Provided text:
* * *

In other words, crypto is a bezzle, defined by John Kenneth Galbraith as "The magic interval when a confidence trickster knows he has the money he has appropriated but the victim does not yet understand that he has lost it."
So long as shitcoins haven't fallen to zero, the bag-holders who've traded their "fiat" for funny money can live in the bezzle, convinced that their "investments" will recover and turn a profit. More importantly, keeping the bezzle alive preserves the possibility of luring in more normies who can infuse the system with fresh dollars to use as convincers that keep the bag-holders to keep holding that bag, rather than bailing and precipitating the zeroing out of the whole scam.
The relatively small sums that Dixon and his affiliated plutocrats spent to flood your podcasts with ads for this pointless 300-page Ponzi ad are a bargain, as are the sums they spent buying up cases of the book to give away or just stash in a storeroom. If only a few hundred retirees are convinced to convert their savings to crypto, the resulting flush of cash will make the line go up, allowing whales like Dixon and A16Z to cash out, or make more leveraged bets, or both. Crypto is a system with very few good trades, but spending chump change to earn a spot on the Times list (dagger or no) is a no-brainer.

* * *

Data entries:

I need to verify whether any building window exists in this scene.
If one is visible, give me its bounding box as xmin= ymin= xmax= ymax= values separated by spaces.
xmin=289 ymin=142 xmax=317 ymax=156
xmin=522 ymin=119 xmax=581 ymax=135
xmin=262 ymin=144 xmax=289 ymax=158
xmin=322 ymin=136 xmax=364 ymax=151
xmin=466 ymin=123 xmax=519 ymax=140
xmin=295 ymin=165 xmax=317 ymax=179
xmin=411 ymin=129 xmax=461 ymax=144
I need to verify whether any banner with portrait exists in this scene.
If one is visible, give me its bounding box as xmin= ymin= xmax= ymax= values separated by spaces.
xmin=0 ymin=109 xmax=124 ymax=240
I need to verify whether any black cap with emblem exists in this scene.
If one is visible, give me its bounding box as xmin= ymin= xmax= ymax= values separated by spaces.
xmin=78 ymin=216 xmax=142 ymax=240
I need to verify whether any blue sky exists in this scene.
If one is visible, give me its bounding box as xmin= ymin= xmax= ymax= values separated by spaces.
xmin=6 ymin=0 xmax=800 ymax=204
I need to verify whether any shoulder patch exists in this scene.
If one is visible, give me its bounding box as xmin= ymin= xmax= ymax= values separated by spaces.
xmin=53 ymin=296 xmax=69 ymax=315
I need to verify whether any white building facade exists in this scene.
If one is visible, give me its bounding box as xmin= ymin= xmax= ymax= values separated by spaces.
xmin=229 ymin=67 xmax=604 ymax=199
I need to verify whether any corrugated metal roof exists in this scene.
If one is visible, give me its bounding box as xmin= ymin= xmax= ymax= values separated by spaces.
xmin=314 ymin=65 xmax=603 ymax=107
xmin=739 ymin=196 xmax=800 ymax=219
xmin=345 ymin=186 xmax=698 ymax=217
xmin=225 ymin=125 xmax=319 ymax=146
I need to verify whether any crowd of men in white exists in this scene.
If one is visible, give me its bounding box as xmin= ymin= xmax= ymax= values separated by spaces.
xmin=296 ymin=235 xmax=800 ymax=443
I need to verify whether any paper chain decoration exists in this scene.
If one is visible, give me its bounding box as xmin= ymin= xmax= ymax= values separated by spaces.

* * *

Work required: Reproduce the passage about crypto as a bezzle in full, word for word.

Output of the exercise:
In other words, crypto is a bezzle, defined by John Kenneth Galbraith as "The magic interval when a confidence trickster knows he has the money he has appropriated but the victim does not yet understand that he has lost it."
So long as shitcoins haven't fallen to zero, the bag-holders who've traded their "fiat" for funny money can live in the bezzle, convinced that their "investments" will recover and turn a profit. More importantly, keeping the bezzle alive preserves the possibility of luring in more normies who can infuse the system with fresh dollars to use as convincers that keep the bag-holders to keep holding that bag, rather than bailing and precipitating the zeroing out of the whole scam.
The relatively small sums that Dixon and his affiliated plutocrats spent to flood your podcasts with ads for this pointless 300-page Ponzi ad are a bargain, as are the sums they spent buying up cases of the book to give away or just stash in a storeroom. If only a few hundred retirees are convinced to convert their savings to crypto, the resulting flush of cash will make the line go up, allowing whales like Dixon and A16Z to cash out, or make more leveraged bets, or both. Crypto is a system with very few good trades, but spending chump change to earn a spot on the Times list (dagger or no) is a no-brainer.